WHAT TO PRODUCE: Return the entries below word for word; no images should appear in the copy.

Region pointing data
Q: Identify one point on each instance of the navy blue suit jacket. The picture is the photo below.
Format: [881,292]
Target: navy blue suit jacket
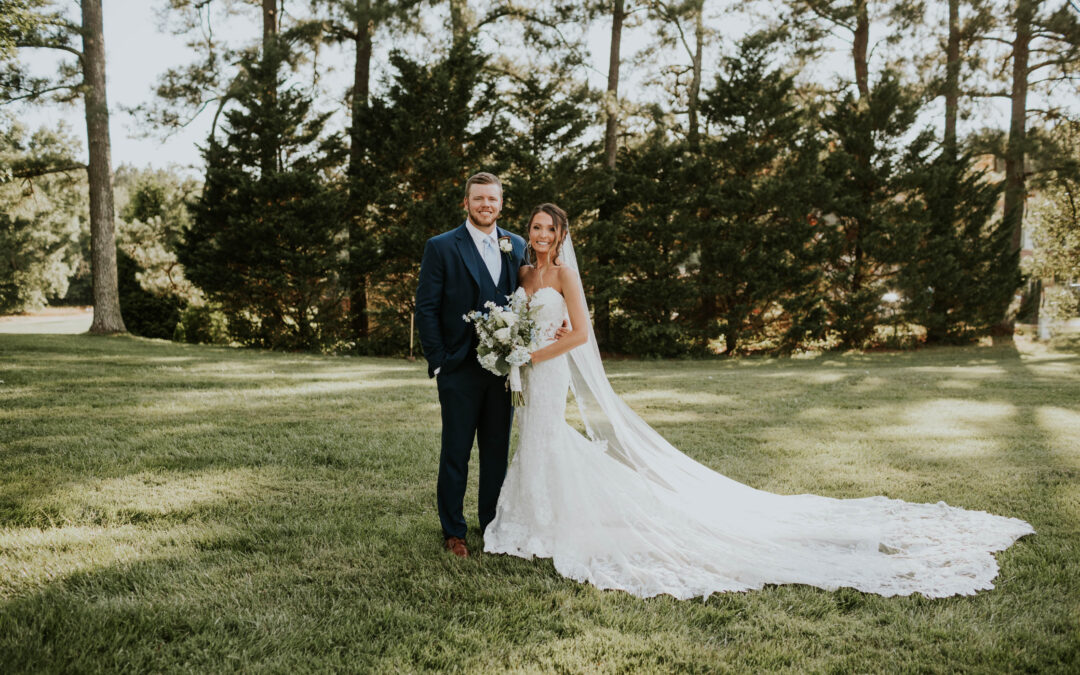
[449,286]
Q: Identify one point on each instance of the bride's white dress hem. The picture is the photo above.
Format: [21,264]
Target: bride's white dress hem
[634,514]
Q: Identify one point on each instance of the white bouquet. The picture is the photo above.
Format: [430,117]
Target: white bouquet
[505,339]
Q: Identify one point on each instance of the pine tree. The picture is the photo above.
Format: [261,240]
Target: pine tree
[651,299]
[869,169]
[957,283]
[265,241]
[760,175]
[436,125]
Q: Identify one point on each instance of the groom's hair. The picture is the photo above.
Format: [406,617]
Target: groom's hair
[482,178]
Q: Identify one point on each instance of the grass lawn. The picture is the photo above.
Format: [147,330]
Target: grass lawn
[179,508]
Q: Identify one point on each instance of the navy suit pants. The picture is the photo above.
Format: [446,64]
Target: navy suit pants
[475,404]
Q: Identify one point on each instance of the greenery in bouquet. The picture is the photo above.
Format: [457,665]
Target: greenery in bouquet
[505,334]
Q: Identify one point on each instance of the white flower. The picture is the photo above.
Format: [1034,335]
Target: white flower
[520,356]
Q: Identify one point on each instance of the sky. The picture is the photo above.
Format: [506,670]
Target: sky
[138,49]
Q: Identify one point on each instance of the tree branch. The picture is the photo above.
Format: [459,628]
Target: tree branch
[37,93]
[1050,62]
[35,173]
[63,48]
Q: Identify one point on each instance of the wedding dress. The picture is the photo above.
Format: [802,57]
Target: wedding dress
[622,509]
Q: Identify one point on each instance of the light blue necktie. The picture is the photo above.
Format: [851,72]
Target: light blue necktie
[491,260]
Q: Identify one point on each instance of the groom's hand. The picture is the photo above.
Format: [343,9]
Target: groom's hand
[561,333]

SOLVED EXERCISE:
Q: Identify one point on each instance of the navy blue suit jacket. The picture is the photo below.
Format: [881,292]
Target: navy blue suit jacket
[449,286]
Q: Identify one point on each instance of the bride's white dress hem. The picture is the photo above.
Format: [21,264]
Target: bride's white dress hem
[634,514]
Q: Identify one point on each instance of the white bouquet. The picture is the photo above.
Format: [430,117]
Target: white bouquet
[505,339]
Q: Identify one point on each instance of the pine tree. The picture is the photo above.
Format: [261,240]
Target: pine tree
[651,299]
[869,169]
[957,283]
[265,241]
[760,175]
[436,125]
Q: Identify one point on each instance of the groom's hair. The picture is the photo above.
Format: [406,617]
Target: groom's hair
[482,178]
Q: Identify one point on each instance of the grass lawn. The picture is the photo above.
Format: [147,330]
Target: grass lawn
[179,508]
Q: Identify one point on each instance of the navy suit pants. The picture is the photo above.
Format: [446,64]
Target: navy suit pants
[475,404]
Q: Identify one point on each instance of the greenery in bouquet. The picture is the photo above.
Format: [457,665]
Target: greenery in bouquet
[505,334]
Q: Identify one point on each instance of the white flower. The picture is the photo above.
Format: [1034,335]
Target: white flower
[520,356]
Q: Identify one point on each instance of the sky. The picture is the photo above.
Format: [506,670]
Target: sky
[138,49]
Q: Identify one point on each instance of the tree branch. The picture is the photo above.
Format: [459,628]
Target: tree branch
[37,93]
[1050,62]
[35,173]
[63,48]
Q: Identify one point on each instance of the wedding dress. The picture is the photo above.
Format: [802,57]
Target: wedding dress
[622,509]
Q: Identify one point on each instance of the light blue necktie. The picture is the photo above.
Format: [851,72]
Target: light blue necktie
[491,260]
Q: Identify one point on each instance of the groom's hand. The picture is the photo above.
Format: [343,9]
Target: groom's hand
[561,333]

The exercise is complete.